**WRITTEN TASK**
Write out the forum thread below about the socket that won't light, word for word from start to finish.
--- SOURCE EXCERPT ---
# Why Does this Socket Not Work?



## chobo2 (Jan 15, 2020)

Hi

I have a socket for a hub light which keeps flickering. The light is an LED MR16 with GU5.3 Base. I think the socket currently installed the holes that you stick the light base into have gotten much bigger that the light pins so I think this is why they keep flickering and eventually dieing until I push them back in.

I want to replace this socket with a GU10 socket so I bought one from Home Depo called "Atron Socket". On the back it says "GU 10 Halogen Socket Twist and Lock 250 Watt, 250 Volts with 6" leads"

Now I removed the old socket and wired up this new socket but the light does not turn on at all. I don't understand why. I know it is not light bulb as I tested that it works, I twisted the cables together and am pretty sure that is correct and I tried 2 of these GU 10 sockets so I know they can't be defective.
--- DATA ---
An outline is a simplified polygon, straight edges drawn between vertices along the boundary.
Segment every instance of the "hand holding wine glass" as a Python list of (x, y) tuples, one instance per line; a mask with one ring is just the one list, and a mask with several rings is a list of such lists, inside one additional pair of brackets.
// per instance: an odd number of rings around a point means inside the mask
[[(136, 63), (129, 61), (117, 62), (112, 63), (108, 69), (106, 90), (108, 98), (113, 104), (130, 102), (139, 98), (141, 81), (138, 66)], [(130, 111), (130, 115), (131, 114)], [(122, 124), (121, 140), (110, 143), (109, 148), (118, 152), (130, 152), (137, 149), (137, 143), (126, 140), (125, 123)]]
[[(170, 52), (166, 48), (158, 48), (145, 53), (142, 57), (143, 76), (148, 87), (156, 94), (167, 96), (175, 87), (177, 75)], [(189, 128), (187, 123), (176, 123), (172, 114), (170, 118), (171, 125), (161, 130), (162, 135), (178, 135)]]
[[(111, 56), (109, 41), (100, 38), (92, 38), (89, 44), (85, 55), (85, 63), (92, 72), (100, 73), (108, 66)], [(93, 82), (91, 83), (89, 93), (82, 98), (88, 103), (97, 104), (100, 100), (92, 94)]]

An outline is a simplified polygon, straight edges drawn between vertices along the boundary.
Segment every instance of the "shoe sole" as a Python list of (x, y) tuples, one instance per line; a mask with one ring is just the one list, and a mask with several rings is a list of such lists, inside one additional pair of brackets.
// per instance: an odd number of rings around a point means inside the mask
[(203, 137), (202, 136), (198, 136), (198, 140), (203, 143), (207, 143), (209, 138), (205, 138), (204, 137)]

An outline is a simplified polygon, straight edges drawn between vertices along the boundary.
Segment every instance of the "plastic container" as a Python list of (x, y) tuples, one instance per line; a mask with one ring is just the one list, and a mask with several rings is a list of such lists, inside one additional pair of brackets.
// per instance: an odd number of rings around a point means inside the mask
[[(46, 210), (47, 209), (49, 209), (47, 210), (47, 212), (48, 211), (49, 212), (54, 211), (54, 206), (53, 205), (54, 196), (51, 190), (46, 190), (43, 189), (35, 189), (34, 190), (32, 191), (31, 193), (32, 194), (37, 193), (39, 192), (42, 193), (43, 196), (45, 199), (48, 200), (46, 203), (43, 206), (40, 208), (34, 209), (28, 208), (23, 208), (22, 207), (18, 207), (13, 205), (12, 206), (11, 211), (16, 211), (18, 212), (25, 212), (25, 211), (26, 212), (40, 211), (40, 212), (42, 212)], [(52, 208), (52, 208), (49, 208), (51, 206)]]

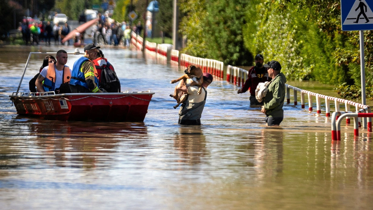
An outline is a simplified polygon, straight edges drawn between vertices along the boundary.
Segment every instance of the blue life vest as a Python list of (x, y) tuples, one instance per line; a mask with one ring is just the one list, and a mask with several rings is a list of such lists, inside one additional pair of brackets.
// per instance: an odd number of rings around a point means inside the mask
[[(79, 58), (76, 60), (74, 63), (74, 65), (72, 68), (72, 74), (71, 75), (71, 79), (70, 80), (70, 84), (73, 85), (79, 85), (84, 87), (85, 88), (89, 89), (88, 88), (88, 85), (85, 81), (85, 77), (84, 76), (84, 73), (82, 71), (82, 65), (85, 62), (91, 61), (87, 57), (83, 56)], [(92, 63), (93, 66), (94, 65)], [(95, 73), (97, 73), (96, 69), (95, 68)], [(94, 77), (94, 82), (96, 83), (97, 87), (98, 87), (98, 79), (95, 75)]]
[[(65, 70), (67, 67), (67, 70)], [(66, 65), (63, 67), (63, 74), (62, 76), (62, 84), (69, 82), (70, 81), (71, 75), (70, 73), (69, 66)], [(54, 90), (56, 85), (56, 68), (54, 63), (49, 63), (47, 70), (47, 75), (43, 81), (43, 86), (44, 91), (46, 92)]]

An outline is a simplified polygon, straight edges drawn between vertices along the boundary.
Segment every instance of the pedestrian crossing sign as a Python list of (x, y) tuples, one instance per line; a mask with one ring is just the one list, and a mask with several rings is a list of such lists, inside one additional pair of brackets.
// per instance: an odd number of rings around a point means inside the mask
[(342, 31), (373, 30), (373, 0), (341, 0)]

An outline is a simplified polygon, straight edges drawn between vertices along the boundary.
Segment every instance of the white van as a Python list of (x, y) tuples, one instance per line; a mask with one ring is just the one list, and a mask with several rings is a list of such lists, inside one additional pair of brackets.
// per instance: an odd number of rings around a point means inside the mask
[(97, 10), (93, 9), (86, 9), (84, 11), (84, 15), (85, 15), (85, 19), (87, 21), (88, 21), (91, 20), (93, 20), (97, 18), (97, 14), (98, 12)]

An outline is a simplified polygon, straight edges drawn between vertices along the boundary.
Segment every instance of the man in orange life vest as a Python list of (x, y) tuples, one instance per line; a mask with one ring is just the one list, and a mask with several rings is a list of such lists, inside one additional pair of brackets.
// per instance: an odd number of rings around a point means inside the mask
[(107, 92), (98, 88), (98, 74), (93, 60), (97, 56), (97, 50), (100, 47), (90, 43), (84, 47), (84, 56), (74, 63), (70, 86), (74, 93)]
[[(57, 62), (50, 63), (40, 72), (35, 85), (38, 92), (54, 91), (57, 94), (70, 93), (68, 84), (71, 70), (65, 64), (68, 62), (67, 52), (60, 50), (56, 55)], [(62, 87), (64, 88), (62, 88)]]
[(247, 91), (250, 88), (250, 106), (260, 107), (263, 104), (263, 101), (259, 102), (255, 98), (255, 89), (259, 82), (269, 82), (272, 78), (268, 76), (267, 68), (263, 66), (264, 58), (261, 54), (255, 56), (255, 66), (248, 70), (247, 79), (242, 88), (239, 90), (237, 93), (242, 93)]

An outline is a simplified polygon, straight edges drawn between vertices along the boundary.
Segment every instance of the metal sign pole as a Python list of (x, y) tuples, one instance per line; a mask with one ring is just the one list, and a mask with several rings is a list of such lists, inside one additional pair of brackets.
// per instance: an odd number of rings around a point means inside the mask
[[(364, 57), (364, 31), (361, 30), (360, 34), (360, 63), (361, 75), (361, 103), (366, 104), (365, 95), (365, 60)], [(366, 117), (363, 117), (363, 128), (366, 128)]]

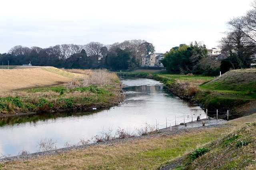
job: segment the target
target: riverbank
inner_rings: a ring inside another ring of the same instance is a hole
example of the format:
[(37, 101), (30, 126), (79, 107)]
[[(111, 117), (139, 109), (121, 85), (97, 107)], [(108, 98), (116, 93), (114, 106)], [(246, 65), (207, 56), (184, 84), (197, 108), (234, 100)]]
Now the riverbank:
---
**RESULT FOR THIS EXERCISE**
# Why Does this Socket Not Work?



## chobo2 (Jan 15, 2020)

Hi

I have a socket for a hub light which keeps flickering. The light is an LED MR16 with GU5.3 Base. I think the socket currently installed the holes that you stick the light base into have gotten much bigger that the light pins so I think this is why they keep flickering and eventually dieing until I push them back in.

I want to replace this socket with a GU10 socket so I bought one from Home Depo called "Atron Socket". On the back it says "GU 10 Halogen Socket Twist and Lock 250 Watt, 250 Volts with 6" leads"

Now I removed the old socket and wired up this new socket but the light does not turn on at all. I don't understand why. I know it is not light bulb as I tested that it works, I twisted the cables together and am pretty sure that is correct and I tried 2 of these GU 10 sockets so I know they can't be defective.